What you have to do. Show every line below that contains the string "pastel", copying each one in full.

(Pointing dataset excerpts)
-- Start --
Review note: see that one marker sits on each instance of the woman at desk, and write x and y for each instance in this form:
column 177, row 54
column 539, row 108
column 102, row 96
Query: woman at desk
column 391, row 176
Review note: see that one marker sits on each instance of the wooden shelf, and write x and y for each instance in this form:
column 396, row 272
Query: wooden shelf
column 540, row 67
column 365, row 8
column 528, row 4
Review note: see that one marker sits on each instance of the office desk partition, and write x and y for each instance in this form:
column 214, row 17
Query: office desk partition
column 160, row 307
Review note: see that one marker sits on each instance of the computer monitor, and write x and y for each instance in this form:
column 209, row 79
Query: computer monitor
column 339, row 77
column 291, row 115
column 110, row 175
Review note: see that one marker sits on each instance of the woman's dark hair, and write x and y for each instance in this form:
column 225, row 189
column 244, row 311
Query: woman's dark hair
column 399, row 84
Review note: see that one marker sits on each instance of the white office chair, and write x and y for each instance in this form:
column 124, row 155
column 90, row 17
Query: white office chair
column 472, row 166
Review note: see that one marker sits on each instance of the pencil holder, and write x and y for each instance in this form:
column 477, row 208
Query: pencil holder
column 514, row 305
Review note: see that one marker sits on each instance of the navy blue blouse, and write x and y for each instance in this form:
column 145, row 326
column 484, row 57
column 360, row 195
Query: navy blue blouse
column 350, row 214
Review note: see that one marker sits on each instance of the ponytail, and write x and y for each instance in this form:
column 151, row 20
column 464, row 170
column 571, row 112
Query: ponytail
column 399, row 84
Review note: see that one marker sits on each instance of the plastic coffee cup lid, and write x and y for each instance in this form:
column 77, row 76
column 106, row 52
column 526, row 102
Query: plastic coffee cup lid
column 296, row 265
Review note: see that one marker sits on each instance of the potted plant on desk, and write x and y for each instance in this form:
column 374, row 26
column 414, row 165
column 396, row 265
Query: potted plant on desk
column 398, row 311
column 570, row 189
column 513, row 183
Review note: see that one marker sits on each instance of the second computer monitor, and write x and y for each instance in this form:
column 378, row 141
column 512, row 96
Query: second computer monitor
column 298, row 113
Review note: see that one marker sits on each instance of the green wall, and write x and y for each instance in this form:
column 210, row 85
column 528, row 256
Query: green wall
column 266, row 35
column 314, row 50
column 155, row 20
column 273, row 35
-- End --
-- Start --
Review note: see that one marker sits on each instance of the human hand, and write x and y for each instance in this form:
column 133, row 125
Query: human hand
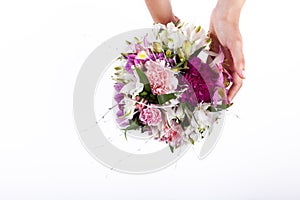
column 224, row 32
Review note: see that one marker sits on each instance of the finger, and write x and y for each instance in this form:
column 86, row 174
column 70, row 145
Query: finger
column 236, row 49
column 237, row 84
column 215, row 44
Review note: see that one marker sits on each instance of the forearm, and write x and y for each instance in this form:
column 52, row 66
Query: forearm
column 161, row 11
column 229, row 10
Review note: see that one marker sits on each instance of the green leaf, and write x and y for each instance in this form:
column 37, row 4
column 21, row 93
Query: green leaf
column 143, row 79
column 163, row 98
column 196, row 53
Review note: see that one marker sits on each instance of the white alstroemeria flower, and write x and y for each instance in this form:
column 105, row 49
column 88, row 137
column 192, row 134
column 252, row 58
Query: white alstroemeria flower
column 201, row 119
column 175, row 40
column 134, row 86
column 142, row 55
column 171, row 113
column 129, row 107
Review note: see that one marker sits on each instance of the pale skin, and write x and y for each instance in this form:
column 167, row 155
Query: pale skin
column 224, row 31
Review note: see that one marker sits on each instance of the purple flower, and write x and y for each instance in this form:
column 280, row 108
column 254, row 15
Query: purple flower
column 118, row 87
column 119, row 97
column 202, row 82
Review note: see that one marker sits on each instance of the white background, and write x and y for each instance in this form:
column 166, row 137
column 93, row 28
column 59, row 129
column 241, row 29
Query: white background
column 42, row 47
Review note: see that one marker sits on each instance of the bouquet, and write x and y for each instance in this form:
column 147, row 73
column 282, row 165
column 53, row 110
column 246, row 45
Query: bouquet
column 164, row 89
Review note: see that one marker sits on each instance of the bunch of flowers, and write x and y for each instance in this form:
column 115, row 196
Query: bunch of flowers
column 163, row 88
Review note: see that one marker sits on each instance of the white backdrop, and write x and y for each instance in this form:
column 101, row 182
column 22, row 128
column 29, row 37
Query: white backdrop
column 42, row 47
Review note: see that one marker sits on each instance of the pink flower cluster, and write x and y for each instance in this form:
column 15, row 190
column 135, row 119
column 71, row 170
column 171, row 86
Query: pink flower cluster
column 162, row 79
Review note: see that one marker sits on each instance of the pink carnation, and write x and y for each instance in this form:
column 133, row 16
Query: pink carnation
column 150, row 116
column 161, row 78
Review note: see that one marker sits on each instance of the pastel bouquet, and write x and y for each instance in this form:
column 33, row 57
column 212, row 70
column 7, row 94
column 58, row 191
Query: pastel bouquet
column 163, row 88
-- End --
Problem solution.
Review note: see that one marker sits on each instance of the pastel bouquet, and write x and y for each instance in this form:
Query: pastel bouquet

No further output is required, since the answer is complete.